- _WORK REQUEST_: After locating the line with "Target: man's face" in the data that follows, return it and every later line exactly, up to and including the line with "Target: jacket sleeve".

Stored entries
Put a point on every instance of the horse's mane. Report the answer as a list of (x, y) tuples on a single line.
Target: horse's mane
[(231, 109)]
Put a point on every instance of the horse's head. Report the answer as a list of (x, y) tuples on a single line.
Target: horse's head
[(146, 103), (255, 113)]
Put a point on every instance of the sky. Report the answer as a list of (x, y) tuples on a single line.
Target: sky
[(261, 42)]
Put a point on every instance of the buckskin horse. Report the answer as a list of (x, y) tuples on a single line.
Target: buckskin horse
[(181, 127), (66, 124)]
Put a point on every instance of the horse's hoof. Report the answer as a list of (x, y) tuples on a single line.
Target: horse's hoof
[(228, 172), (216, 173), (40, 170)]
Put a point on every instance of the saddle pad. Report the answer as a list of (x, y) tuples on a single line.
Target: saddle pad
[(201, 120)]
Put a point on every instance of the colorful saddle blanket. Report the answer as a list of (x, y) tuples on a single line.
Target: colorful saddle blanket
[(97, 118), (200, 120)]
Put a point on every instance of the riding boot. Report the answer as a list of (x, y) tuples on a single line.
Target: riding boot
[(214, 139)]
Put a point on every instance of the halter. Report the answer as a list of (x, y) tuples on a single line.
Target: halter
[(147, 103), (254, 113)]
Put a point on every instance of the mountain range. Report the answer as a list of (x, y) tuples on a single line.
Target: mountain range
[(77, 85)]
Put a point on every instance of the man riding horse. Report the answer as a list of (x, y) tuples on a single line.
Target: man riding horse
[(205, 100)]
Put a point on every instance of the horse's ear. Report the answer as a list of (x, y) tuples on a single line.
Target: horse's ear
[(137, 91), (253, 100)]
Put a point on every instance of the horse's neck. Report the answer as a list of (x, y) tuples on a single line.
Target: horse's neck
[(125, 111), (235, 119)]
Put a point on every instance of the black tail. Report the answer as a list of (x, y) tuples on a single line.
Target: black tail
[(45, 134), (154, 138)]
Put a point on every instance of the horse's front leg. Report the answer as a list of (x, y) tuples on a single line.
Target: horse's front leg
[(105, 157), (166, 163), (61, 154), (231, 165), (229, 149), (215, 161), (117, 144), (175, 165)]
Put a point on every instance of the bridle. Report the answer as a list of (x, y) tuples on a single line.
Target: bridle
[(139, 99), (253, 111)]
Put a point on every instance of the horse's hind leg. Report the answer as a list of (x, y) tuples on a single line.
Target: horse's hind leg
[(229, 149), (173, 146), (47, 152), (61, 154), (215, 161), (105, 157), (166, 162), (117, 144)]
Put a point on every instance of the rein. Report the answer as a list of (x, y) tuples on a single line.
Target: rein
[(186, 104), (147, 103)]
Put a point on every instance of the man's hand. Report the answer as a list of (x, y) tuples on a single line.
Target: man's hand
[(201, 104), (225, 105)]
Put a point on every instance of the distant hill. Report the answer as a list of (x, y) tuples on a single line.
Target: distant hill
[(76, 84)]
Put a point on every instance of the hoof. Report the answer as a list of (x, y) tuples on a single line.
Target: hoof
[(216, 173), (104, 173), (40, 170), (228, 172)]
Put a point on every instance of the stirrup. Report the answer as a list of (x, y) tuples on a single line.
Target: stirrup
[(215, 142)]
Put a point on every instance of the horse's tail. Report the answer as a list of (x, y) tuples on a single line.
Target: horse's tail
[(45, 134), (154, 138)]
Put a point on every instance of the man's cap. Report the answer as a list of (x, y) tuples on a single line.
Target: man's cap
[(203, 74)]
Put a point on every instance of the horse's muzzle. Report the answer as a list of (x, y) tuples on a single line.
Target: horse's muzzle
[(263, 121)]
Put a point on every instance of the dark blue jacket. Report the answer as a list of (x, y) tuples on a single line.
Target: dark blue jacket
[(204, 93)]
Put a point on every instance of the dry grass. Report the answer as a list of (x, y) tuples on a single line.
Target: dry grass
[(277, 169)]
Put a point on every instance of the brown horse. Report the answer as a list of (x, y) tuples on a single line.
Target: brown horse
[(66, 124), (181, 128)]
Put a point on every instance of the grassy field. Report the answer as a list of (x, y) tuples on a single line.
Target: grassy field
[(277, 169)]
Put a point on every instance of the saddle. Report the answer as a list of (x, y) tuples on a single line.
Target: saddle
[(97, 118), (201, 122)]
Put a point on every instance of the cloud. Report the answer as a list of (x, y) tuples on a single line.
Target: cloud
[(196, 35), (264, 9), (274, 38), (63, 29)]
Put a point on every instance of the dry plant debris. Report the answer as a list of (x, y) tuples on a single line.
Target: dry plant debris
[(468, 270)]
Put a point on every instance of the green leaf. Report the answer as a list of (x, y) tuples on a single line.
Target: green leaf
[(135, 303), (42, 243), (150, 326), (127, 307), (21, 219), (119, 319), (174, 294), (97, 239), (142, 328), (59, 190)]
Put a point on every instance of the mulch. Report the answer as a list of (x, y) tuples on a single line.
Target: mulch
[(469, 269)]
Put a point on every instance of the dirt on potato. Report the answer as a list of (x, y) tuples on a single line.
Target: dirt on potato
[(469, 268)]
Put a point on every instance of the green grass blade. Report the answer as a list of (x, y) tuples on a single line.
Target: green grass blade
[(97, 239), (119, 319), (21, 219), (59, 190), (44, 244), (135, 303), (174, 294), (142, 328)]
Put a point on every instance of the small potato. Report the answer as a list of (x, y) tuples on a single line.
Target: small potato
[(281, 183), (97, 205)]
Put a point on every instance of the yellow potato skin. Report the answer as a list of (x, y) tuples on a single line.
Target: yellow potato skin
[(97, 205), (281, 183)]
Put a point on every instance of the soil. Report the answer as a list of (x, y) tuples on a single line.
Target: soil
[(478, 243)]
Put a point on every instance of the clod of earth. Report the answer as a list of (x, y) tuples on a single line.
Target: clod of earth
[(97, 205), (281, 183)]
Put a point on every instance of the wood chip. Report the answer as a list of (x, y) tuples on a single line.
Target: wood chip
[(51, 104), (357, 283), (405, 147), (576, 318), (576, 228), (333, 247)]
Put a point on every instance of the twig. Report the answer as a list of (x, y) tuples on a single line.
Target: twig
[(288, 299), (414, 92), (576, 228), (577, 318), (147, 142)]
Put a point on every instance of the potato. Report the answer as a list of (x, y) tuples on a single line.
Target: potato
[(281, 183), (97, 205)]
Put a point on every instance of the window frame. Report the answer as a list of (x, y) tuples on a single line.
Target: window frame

* * *

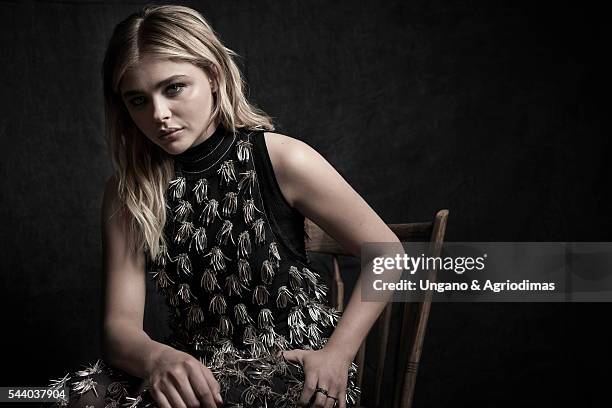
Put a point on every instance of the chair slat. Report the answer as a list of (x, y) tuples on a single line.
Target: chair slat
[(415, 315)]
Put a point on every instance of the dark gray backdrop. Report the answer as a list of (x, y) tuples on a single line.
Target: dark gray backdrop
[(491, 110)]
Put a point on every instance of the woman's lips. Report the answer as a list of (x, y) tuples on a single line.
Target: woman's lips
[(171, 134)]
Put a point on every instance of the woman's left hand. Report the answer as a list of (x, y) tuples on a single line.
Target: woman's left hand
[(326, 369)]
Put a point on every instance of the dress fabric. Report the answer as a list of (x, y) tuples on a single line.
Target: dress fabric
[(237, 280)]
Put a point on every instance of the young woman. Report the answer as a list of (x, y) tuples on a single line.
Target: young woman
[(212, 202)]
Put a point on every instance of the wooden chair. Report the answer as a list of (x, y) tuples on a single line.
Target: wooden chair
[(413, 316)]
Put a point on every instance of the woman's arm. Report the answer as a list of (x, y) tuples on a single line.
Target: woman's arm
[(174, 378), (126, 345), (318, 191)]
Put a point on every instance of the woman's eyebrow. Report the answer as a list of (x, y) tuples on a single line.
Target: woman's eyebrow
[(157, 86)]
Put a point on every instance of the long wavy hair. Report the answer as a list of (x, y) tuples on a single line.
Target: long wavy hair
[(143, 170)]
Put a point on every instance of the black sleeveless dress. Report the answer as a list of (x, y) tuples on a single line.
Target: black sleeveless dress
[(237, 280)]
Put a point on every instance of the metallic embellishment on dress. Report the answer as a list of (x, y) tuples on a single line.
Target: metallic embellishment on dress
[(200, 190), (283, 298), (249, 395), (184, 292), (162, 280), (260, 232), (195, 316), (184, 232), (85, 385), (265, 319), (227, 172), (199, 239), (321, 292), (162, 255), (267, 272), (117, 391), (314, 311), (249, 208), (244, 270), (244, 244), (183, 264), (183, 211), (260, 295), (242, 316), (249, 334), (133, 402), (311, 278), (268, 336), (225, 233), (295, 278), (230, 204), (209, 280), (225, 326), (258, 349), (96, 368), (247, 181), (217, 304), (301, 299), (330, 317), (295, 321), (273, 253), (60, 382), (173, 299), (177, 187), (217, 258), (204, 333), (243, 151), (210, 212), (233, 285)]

---

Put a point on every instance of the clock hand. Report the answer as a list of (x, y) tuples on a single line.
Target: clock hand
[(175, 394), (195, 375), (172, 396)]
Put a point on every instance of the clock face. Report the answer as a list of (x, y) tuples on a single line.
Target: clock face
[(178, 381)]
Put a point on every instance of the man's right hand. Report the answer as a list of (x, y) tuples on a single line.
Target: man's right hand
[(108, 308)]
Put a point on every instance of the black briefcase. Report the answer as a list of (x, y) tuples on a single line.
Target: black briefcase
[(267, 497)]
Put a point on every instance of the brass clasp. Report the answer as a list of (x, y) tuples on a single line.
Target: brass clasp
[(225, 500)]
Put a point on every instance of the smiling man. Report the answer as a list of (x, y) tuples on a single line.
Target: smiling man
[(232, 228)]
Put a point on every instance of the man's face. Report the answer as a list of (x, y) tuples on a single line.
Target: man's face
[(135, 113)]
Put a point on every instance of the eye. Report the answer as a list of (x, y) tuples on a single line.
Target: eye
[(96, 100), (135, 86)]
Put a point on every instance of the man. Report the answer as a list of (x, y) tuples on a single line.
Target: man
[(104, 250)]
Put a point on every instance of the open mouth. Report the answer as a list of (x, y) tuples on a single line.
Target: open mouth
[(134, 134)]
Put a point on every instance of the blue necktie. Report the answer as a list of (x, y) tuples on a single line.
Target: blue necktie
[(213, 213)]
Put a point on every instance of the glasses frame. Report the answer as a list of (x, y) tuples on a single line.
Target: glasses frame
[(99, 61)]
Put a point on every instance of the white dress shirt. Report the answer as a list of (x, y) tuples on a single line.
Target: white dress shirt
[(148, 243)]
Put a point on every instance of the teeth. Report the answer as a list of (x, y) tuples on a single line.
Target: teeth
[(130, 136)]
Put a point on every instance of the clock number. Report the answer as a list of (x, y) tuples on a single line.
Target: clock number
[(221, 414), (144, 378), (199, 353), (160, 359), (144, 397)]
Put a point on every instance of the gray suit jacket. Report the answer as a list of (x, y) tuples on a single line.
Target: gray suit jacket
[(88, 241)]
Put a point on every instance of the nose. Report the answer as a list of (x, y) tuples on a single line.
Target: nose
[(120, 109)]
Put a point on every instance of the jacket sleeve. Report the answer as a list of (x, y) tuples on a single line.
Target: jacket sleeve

- _ANSWER SECTION_:
Target: man's face
[(135, 113)]
Put a point on every instance of the eye. Report the answer as a list of (x, y) tuples on a single line.
Target: eye
[(96, 100), (135, 86)]
Put a point on every instance of the man. Report the answer as a list of (x, y) tuples on a single line.
Target: man
[(104, 250)]
Put a point on every instance of the open mouth. Report the answer as a list of (x, y) tuples on a single line.
Target: open mouth
[(134, 134)]
Put a point on every instance of the blue necktie. Report the answer as a list of (x, y) tuples on a single line.
Target: blue necktie
[(213, 213)]
Put a point on every instance of the glasses frame. Report the answer as a list of (x, y) tuples on a single line.
Target: glasses frame
[(99, 61)]
Put a point on every instance of the white dress shirt. Report the answer as a list of (x, y) tuples on a single line.
Target: white dress shirt
[(148, 243)]
Put a point on every instance of the teeth. Report the answer as a list of (x, y) tuples on a single line.
Target: teeth
[(130, 136)]
Put a point on every instance of the clock number. Report the answer as a list of (x, y) tuples on a single line.
Target: clock number
[(221, 414), (144, 378), (199, 353), (160, 359), (144, 397)]
Put a point on every instance of the gray suit jacket. Report the answer as a list of (x, y) tuples on a single line.
Target: gray suit jacket
[(88, 241)]
Put a point on every instance of the nose. Report the answer as a list of (x, y) tuples on a single line.
Target: nose
[(120, 109)]
Put a point on every instance of the jacket sleeve. Report the answer as a list of (x, y) tuples on a single line.
Target: jacket sleeve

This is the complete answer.